Express each line from the start of the entries through the line containing "416,143 -> 524,200" as a string in a JSON list, skipping blank lines.

Dataset records =
+ + + + + + +
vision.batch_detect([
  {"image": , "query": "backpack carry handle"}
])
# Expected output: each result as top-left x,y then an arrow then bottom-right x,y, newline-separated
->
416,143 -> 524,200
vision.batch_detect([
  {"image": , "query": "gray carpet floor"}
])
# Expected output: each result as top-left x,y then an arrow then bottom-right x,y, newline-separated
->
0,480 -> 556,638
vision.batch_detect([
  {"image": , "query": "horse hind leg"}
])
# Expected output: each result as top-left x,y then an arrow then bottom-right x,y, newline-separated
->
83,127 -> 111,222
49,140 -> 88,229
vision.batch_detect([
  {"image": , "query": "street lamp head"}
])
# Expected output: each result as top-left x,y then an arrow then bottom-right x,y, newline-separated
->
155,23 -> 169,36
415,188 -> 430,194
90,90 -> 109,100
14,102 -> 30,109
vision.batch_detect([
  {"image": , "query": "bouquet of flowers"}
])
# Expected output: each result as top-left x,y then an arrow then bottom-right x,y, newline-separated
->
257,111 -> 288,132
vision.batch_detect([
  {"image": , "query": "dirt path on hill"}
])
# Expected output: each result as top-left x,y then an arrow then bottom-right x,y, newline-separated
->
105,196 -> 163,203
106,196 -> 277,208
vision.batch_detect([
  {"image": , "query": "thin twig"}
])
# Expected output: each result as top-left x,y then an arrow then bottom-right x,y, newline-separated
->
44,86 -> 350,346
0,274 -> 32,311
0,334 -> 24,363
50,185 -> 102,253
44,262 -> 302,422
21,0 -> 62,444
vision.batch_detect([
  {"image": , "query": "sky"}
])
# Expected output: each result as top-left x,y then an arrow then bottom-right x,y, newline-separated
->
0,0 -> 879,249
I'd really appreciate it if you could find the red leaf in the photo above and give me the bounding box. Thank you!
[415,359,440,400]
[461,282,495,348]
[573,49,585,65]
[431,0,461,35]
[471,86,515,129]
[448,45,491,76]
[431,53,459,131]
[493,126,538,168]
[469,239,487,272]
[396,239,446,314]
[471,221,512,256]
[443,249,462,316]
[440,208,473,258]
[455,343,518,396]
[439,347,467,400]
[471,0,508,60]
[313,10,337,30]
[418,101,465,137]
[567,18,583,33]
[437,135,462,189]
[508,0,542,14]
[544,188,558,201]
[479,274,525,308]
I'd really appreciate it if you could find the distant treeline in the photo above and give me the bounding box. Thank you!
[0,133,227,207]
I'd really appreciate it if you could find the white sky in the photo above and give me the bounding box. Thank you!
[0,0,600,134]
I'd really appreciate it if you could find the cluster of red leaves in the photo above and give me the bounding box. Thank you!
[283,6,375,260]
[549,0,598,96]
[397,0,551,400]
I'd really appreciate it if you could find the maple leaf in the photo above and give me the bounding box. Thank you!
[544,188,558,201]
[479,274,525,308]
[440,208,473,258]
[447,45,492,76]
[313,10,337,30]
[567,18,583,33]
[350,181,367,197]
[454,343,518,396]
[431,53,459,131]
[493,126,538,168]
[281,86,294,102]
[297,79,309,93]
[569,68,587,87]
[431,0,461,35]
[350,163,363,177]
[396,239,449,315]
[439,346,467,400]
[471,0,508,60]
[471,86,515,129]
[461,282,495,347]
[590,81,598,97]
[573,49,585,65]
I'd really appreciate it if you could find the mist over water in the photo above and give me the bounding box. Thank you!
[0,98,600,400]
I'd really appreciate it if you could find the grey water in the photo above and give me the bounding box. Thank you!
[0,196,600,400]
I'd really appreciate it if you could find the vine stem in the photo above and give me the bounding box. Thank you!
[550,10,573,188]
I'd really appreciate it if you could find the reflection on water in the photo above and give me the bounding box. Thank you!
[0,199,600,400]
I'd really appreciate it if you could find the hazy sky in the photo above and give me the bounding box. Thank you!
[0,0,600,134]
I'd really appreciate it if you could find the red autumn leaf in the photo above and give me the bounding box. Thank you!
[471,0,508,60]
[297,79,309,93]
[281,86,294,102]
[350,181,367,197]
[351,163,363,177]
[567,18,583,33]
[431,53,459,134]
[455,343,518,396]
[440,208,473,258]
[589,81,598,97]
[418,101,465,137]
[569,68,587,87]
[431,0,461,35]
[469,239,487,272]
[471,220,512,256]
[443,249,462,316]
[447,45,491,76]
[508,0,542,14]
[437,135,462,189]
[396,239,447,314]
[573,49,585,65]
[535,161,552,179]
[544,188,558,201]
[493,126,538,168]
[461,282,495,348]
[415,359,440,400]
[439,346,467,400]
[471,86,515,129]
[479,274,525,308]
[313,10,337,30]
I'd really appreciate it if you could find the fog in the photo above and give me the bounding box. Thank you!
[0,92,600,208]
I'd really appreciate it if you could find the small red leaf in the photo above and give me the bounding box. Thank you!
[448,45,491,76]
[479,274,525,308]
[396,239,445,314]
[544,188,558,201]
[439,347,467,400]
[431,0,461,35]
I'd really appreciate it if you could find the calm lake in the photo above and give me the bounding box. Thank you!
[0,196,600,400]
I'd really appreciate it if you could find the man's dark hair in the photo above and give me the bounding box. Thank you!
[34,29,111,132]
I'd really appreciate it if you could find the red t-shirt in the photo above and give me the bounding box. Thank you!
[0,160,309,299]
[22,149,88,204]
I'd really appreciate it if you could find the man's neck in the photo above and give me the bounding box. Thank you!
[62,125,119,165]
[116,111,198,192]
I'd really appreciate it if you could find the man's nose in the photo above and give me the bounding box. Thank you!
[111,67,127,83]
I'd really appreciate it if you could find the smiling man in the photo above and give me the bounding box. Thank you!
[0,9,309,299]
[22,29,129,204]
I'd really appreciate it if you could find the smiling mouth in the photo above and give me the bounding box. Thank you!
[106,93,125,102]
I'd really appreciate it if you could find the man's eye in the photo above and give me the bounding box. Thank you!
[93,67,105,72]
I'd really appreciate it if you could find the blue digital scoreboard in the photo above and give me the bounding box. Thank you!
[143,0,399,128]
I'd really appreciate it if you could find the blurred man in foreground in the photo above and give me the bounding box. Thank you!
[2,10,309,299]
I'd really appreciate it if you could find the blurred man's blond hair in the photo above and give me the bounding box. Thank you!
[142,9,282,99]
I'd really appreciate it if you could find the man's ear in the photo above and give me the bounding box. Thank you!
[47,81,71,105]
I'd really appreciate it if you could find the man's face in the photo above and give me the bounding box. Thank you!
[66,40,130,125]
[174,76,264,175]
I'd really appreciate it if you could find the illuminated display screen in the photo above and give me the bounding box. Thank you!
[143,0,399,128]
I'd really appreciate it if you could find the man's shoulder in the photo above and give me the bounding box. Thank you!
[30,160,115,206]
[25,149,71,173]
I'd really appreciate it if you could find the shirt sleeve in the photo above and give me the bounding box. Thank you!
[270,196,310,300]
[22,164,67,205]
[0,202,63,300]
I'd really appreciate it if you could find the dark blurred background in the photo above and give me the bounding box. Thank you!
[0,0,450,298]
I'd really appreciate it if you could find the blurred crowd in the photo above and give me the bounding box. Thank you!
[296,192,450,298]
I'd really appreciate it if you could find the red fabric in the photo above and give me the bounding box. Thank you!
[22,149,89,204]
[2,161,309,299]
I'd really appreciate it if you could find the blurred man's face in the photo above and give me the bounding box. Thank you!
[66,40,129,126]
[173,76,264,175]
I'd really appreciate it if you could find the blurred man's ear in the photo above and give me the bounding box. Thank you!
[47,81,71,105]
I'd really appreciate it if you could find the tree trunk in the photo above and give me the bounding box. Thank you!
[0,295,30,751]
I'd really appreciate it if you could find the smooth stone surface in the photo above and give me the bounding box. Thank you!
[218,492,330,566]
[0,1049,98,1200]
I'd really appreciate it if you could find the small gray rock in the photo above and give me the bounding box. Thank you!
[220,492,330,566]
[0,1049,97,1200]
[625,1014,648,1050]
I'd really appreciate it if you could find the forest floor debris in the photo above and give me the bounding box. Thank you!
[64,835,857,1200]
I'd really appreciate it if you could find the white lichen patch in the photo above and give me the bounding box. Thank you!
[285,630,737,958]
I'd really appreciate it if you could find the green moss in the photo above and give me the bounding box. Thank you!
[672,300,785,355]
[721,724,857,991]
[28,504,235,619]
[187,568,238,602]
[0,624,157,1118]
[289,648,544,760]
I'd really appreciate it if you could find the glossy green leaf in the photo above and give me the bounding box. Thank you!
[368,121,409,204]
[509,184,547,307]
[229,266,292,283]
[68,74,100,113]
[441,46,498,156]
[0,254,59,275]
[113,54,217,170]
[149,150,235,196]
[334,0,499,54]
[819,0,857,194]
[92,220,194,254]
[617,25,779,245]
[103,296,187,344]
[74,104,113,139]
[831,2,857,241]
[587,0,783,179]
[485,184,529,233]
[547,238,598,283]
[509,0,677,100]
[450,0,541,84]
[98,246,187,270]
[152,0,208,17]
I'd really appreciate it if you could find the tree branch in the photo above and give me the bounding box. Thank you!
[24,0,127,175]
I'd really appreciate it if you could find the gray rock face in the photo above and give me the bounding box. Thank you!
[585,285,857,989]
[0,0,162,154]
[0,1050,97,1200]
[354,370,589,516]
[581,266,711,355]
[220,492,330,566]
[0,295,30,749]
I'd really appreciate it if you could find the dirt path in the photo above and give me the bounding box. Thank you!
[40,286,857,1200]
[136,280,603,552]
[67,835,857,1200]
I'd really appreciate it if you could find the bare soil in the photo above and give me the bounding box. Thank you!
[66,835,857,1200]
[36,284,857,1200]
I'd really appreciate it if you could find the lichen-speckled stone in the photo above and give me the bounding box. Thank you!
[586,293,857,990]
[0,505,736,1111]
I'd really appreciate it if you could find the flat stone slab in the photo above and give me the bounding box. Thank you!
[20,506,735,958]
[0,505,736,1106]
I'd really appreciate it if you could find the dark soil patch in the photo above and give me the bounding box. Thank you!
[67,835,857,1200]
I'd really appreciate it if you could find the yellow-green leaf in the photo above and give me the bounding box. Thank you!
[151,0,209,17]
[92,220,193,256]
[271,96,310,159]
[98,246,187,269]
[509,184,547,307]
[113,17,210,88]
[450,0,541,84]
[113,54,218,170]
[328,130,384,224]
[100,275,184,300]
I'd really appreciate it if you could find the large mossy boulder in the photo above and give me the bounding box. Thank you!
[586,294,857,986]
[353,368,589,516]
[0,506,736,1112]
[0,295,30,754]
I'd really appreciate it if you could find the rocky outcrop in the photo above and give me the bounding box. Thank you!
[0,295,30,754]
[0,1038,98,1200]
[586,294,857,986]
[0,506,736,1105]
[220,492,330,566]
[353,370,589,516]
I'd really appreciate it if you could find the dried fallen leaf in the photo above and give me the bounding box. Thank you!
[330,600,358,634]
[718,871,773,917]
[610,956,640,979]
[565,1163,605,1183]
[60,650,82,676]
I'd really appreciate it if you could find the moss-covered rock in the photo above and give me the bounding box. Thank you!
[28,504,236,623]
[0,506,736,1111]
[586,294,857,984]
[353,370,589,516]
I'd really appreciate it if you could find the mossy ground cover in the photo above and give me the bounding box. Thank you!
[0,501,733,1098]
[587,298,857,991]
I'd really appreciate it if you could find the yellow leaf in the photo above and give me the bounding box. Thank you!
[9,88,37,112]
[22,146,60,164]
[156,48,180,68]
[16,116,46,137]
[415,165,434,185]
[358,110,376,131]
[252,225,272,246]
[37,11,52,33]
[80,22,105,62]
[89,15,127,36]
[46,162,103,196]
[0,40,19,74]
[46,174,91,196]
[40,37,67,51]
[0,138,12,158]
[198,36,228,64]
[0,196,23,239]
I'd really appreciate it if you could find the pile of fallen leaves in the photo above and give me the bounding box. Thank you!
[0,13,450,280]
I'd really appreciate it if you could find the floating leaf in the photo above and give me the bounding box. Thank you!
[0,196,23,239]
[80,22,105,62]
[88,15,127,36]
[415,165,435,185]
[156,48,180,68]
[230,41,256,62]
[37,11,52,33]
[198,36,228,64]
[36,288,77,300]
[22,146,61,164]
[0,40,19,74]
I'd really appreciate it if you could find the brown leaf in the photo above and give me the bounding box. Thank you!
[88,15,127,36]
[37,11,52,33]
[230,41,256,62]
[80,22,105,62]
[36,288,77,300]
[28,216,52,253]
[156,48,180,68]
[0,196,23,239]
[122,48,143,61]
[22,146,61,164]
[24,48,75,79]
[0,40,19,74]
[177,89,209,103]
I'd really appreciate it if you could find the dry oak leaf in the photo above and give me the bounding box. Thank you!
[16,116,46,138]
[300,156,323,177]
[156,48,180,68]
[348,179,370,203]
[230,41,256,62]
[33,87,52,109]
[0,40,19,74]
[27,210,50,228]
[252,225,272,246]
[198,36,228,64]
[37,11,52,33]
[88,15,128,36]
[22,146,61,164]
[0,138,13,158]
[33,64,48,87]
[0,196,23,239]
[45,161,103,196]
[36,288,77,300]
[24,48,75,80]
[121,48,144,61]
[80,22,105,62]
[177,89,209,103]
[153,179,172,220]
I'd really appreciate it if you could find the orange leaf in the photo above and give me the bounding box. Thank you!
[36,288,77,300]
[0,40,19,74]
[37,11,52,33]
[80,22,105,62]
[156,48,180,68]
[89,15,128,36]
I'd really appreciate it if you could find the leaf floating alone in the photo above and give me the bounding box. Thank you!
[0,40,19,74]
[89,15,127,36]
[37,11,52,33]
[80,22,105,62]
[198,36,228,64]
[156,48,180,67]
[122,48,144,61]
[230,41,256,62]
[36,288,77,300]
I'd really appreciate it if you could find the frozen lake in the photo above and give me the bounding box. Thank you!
+ + + + + + +
Response to this exercise =
[
  "vision.batch_detect([",
  "  {\"image\": , \"query\": \"backpack carry handle\"}",
  "])",
  "# Expected output: each result as top-left x,y then an arrow then bottom-right x,y, newline-separated",
  "->",
  "416,143 -> 524,200"
]